• **TASK TO COMPLETE**
Make your reply a word-for-word repeat of the records.
*** Block opens ***
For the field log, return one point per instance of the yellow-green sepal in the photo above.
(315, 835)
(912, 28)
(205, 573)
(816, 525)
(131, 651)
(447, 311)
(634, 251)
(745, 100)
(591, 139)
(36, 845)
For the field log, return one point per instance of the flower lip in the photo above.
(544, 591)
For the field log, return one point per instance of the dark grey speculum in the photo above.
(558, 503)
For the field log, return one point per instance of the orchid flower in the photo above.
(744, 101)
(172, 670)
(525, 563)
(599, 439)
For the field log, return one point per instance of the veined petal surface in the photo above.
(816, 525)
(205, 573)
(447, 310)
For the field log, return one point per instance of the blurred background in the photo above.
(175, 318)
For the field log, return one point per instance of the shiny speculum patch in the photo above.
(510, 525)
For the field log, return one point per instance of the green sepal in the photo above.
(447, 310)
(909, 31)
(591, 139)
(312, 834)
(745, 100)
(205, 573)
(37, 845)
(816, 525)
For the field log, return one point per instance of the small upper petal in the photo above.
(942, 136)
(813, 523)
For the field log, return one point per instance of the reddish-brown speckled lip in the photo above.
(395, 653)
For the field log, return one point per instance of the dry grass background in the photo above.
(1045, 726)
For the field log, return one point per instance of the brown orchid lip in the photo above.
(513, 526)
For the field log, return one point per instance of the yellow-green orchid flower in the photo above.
*** Block closes ***
• **THE ANSWER**
For the field log, return one point per instance of the yellow-green sepal in the photo above.
(315, 835)
(912, 28)
(205, 573)
(816, 525)
(131, 651)
(447, 311)
(634, 251)
(745, 100)
(591, 139)
(36, 845)
For the field log, return one point per instance of the flower lip in the photo above.
(544, 591)
For the field log, return one point per instance of the dark grey speculum in the photo above.
(558, 503)
For the field log, return one point per instance of the orchid flower in the photo above.
(744, 101)
(172, 670)
(525, 563)
(599, 439)
For the field log, return one point per instance of the veined petal surface in the photo above.
(816, 525)
(205, 573)
(447, 310)
For the field log, return one point per instance of the blurred background in the photo above.
(175, 318)
For the field log, return one point per instance of the shiny speculum patch in the photo above.
(510, 525)
For the field log, return one point per instance of the green sepal in the photo above.
(447, 310)
(909, 31)
(591, 139)
(312, 834)
(745, 100)
(205, 573)
(37, 845)
(816, 525)
For the field log, return one point per instance of the small upper petal in the photo above.
(942, 136)
(813, 523)
For the field log, return one point per instance of the reddish-brown speckled lip in the photo above.
(395, 653)
For the field log, return one point per instance of the dry grass background in the photo above.
(1045, 726)
For the field log, return one point per instance of the brown orchid lip in the photo above.
(513, 526)
For the field log, return one point per instance of the yellow-green orchid flower in the photo above.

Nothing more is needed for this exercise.